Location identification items
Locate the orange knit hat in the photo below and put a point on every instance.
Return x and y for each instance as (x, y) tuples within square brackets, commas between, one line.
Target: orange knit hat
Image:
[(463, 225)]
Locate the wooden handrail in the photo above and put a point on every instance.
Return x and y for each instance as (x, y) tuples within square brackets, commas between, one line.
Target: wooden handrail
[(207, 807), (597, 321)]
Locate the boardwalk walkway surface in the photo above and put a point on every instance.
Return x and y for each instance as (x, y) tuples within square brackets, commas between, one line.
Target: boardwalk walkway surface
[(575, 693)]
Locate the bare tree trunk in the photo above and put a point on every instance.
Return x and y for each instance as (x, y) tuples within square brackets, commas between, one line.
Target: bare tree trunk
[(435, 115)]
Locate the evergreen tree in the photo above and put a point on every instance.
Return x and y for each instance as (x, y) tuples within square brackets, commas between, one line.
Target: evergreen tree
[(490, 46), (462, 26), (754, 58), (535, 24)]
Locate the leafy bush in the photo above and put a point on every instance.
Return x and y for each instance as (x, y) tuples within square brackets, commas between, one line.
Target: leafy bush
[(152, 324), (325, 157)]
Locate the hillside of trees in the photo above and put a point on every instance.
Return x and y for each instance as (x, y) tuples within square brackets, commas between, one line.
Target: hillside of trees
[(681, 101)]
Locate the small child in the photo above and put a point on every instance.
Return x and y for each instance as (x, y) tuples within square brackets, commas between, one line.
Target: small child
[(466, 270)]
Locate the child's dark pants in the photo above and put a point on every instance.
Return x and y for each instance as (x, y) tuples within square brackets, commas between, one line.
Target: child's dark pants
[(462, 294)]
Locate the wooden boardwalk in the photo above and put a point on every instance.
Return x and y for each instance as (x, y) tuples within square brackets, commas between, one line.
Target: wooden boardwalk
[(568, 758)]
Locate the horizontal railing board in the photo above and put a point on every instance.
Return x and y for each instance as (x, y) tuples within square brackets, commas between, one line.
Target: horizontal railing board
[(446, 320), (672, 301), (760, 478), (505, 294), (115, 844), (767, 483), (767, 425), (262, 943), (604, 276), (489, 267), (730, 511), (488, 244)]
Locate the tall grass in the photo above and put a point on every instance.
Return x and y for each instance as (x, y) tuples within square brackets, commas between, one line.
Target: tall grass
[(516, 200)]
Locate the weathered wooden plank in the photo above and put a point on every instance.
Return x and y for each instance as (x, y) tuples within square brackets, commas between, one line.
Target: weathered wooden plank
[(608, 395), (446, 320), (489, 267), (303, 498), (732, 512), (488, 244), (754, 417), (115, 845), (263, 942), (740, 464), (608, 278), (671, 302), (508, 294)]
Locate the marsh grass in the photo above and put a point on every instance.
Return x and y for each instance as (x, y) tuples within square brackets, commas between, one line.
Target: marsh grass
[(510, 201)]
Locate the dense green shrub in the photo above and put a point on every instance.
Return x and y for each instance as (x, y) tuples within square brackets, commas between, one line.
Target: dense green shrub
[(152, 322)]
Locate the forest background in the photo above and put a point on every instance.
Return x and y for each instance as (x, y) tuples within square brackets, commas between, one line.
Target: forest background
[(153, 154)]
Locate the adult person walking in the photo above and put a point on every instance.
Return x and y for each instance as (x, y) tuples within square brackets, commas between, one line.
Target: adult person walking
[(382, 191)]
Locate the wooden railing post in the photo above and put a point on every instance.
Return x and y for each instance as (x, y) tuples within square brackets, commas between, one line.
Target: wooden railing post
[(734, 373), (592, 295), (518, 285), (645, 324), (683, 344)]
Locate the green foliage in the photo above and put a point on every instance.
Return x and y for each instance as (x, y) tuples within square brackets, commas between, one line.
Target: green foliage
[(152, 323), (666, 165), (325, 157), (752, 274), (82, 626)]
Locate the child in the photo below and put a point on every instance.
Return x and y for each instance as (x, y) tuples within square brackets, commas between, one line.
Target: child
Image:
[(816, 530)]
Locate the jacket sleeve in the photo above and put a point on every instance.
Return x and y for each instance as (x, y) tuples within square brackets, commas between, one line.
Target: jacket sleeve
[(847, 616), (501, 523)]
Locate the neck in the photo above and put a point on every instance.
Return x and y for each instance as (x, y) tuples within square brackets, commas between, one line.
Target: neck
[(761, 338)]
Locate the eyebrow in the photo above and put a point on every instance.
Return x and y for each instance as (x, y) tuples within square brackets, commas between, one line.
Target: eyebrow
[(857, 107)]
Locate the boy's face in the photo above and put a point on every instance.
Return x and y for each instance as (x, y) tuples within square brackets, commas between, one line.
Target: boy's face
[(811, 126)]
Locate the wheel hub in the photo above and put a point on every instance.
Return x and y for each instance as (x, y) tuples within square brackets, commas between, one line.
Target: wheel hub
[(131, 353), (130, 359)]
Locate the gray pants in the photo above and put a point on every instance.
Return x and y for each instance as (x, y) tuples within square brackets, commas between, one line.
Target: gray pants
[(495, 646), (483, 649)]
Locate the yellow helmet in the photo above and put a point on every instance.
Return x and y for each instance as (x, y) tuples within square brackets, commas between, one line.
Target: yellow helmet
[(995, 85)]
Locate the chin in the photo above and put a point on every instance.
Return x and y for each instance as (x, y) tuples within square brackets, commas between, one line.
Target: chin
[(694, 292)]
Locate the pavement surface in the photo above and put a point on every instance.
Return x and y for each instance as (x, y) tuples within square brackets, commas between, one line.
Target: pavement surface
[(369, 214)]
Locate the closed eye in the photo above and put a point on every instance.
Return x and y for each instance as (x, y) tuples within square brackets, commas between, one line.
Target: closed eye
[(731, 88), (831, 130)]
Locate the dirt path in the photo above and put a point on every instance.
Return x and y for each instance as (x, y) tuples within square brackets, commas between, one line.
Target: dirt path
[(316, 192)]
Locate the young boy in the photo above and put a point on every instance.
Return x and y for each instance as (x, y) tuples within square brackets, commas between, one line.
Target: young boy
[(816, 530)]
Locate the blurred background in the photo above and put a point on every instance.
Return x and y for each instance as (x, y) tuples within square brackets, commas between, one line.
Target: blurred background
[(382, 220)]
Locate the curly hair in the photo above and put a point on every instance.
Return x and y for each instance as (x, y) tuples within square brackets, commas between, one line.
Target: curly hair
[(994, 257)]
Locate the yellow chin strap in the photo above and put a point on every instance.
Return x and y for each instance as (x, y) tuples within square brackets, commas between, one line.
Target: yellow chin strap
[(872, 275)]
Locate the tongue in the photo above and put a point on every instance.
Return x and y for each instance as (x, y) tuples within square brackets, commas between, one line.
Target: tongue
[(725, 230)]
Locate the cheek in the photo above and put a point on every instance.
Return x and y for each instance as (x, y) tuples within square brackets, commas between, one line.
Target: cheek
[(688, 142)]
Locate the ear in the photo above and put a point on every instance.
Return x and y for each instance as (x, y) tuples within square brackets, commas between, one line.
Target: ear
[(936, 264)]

EXERCISE: Render every line of the rows above as a JSON list of strings, with one string per line and blank lines left out.

RESPONSE TO THIS TASK:
[
  "Locate the orange knit hat in the photo below and put a point on every instance.",
  "Return x and y for each instance as (x, y) tuples within square brackets, commas between, one line.",
  "Target: orange knit hat",
  "Image:",
  "[(463, 225)]",
  "Locate the wooden handrail in the photo above and put a point on every instance.",
  "Return x and y for each instance as (x, y) tuples within square brackets, commas between, one line.",
  "Target: wooden handrail",
  "[(207, 807), (597, 321)]",
  "Locate the boardwalk walkway surface in the photo above and put a point on every instance.",
  "Return x and y for each instance as (x, y) tuples within square brackets, commas between, one line.",
  "Target: boardwalk walkway surface",
  "[(575, 693)]",
  "Locate the bare tree trunk in the photo above and put a point on every instance.",
  "Return x and y for each instance as (x, y) tuples within square brackets, commas between, one line.",
  "Target: bare tree trunk",
  "[(435, 115)]",
  "Locate the evergreen tree in the photo above and put a point on every instance.",
  "Return x and y for each instance as (x, y) tuples within square brackets, commas between, one line.",
  "Target: evergreen tree",
  "[(490, 46), (462, 26), (754, 58), (535, 24)]",
  "Locate the leafy bush in the photo above and put a point on every instance.",
  "Return x and y for each instance as (x, y) tuples within square brackets, commas between, one line.",
  "Target: leafy bush",
  "[(152, 324), (325, 157)]",
  "Locate the hillside of trees in the photo above and put a point on every instance.",
  "Return x and y for each instance as (x, y) tuples within square brackets, commas between, one line.",
  "Target: hillside of trees",
  "[(681, 101)]",
  "Locate the small child in the photo above and put a point on every instance.",
  "Return x and y for each instance as (x, y) tuples within square brackets, commas between, one line.",
  "Target: small child",
  "[(466, 270)]",
  "Locate the child's dark pants in the photo above and put a point on every instance.",
  "Return x and y for each instance as (x, y) tuples within square brackets, commas between, one line.",
  "Target: child's dark pants",
  "[(462, 294)]",
  "Locate the wooden boardwalk in the photo above and put a point on every instance.",
  "Return x and y for each instance as (x, y) tuples within square brackets, commas between, one line.",
  "Target: wooden boardwalk",
  "[(568, 758)]",
  "Locate the horizontal railing board in the photo above and put a point on every instance.",
  "Return x and y for each instance as (x, y) tuples within square brackets, commas between, one line.",
  "Target: horizontal railing board",
  "[(446, 320), (672, 301), (760, 478), (505, 294), (115, 844), (767, 483), (767, 425), (262, 943), (604, 276), (489, 267), (730, 511), (488, 244)]",
  "Locate the tall grass in the photo above and put a point on every instance.",
  "Return x and y for each instance as (x, y) tuples within square brackets, commas between, one line.",
  "Target: tall grass",
  "[(516, 200)]",
  "Locate the weathered wooden plank in the photo above and put a point on every instance.",
  "Return x and y for each instance as (x, y) tuples within square brackets, commas between, one line.",
  "Target: weathered wooden plank",
  "[(608, 395), (446, 320), (489, 267), (303, 498), (732, 512), (488, 244), (754, 417), (115, 845), (263, 942), (740, 464), (608, 278), (671, 302), (508, 294)]",
  "Locate the marsh grass in the photo above and put a point on every instance.",
  "Return x and y for each instance as (x, y) tuples within square brackets, commas between, one line.",
  "Target: marsh grass",
  "[(510, 201)]",
  "Locate the dense green shrub in the photo above and put a point on every instance.",
  "Return x and y for each instance as (x, y) tuples within square brackets, commas between, one line.",
  "Target: dense green shrub",
  "[(152, 322)]",
  "Locate the forest background in the photo above and put a point on every instance.",
  "Return x and y for each instance as (x, y) tuples within square brackets, commas between, one line.",
  "Target: forest background",
  "[(153, 154)]",
  "Locate the adult person walking in the photo above and put a point on every instance.",
  "Return x and y for each instance as (x, y) tuples within square brackets, commas between, one line.",
  "Target: adult person walking",
  "[(382, 191)]",
  "Locate the wooden railing post in the photo above and put a point on every instance.",
  "Return x and y for each instance as (x, y) tuples within square brackets, commas between, one line.",
  "Target: wooden railing post",
  "[(734, 373), (592, 295), (518, 285), (645, 324), (683, 344)]",
  "Locate the green foliage in the photo above and put a point on every instance.",
  "Return x and y for each instance as (x, y) tuples within square brackets, commas between, one line.",
  "Target: green foliage",
  "[(152, 323), (666, 165), (325, 157), (752, 274), (82, 626)]",
  "Locate the child in the photo below and put a point on every instance.",
  "Return x and y for each instance as (x, y) tuples within square brackets, commas between, one line.",
  "Target: child",
  "Image:",
  "[(816, 530)]",
  "Locate the jacket sleeve in the photo above and put a point on every instance.",
  "Return x and y for each instance as (x, y) tuples within square brackets, commas between, one line.",
  "Target: jacket sleeve",
  "[(847, 616), (501, 523)]",
  "Locate the neck in the photo above and put a point on every instance.",
  "Return x and y for each instance as (x, y) tuples within square brackets, commas between, one line.",
  "Target: neck",
  "[(761, 338)]",
  "Locate the eyebrow in the photo above and put a point on every instance.",
  "Return x and y for each instance as (x, y) tuples within square brackets, commas between, one line.",
  "Target: eyebrow",
  "[(857, 107)]",
  "Locate the boy's face in the photo above and put a point on every instance.",
  "Return x and y for each instance as (x, y) tuples within square brackets, commas between, one line.",
  "Target: boy's face",
  "[(811, 126)]",
  "Locate the wheel hub in the photo above and put a point on every instance.",
  "Return x and y for each instance as (x, y) tuples within square brackets, commas between, one line.",
  "Target: wheel hub",
  "[(131, 353), (130, 359)]",
  "Locate the gray pants in the photo above and put a point on every instance.",
  "Return x and y for each instance as (x, y) tuples within square brackets, commas between, one line.",
  "Target: gray pants",
  "[(495, 646), (483, 649)]",
  "Locate the yellow helmet in the photo above and put a point on every instance.",
  "Return x and y for each instance as (x, y) tuples within square brackets, commas between, one line.",
  "Target: yellow helmet",
  "[(995, 85)]",
  "Locate the chin in the photo above and put a point on every instance.",
  "Return x and y for each instance as (x, y) tuples within square brackets, commas between, one line.",
  "Target: chin",
  "[(694, 292)]",
  "Locate the pavement surface in the photo above and put a point on every instance.",
  "Return x and y for each instance as (x, y) tuples within square brackets, commas between, one line.",
  "Target: pavement surface",
  "[(369, 214)]",
  "Locate the closed eye in the photo above and put a point on every instance.",
  "Return x and y for each instance as (x, y) tuples within square brackets, commas between, one line.",
  "Target: closed eye",
  "[(731, 88), (831, 130)]",
  "Locate the dirt path in the photo above and put a point on every instance.",
  "Return x and y for each instance as (x, y) tuples within square brackets, commas between, one line.",
  "Target: dirt path",
  "[(316, 192)]",
  "Locate the young boy in the photo above and put a point on every instance.",
  "Return x and y for each instance as (x, y) tuples within square brackets, commas between, one line.",
  "Target: young boy",
  "[(816, 530)]",
  "Locate the blurred background in the photo above and put a point on every instance.",
  "Return x and y for each instance as (x, y) tuples within square brackets, commas between, one line.",
  "Target: blurred background",
  "[(382, 220)]",
  "Locate the curly hair in the photo above and put a point on every instance.",
  "Return x and y for each instance as (x, y) tuples within square brackets, commas between, one line.",
  "Target: curly hair",
  "[(994, 257)]",
  "Locate the yellow chin strap in the photo above and put a point on every instance.",
  "Return x and y for each instance as (x, y) tuples within square brackets, commas between, one line.",
  "Target: yellow chin strap",
  "[(872, 275)]",
  "Locate the tongue in the photo above and put a point on every instance.",
  "Return x and y for each instance as (x, y) tuples within square brackets, commas between, one line.",
  "Target: tongue",
  "[(725, 230)]",
  "Locate the cheek in the photo above and put a point on every instance.",
  "Return x and y for each instance as (x, y) tuples within square brackets, commas between, one line.",
  "Target: cheek",
  "[(688, 142)]",
  "Locate the ear in the photo above and put a point on every instance.",
  "Return x and y for each instance as (x, y) tuples within square brackets, commas between, one line.",
  "Target: ear",
  "[(936, 264)]"
]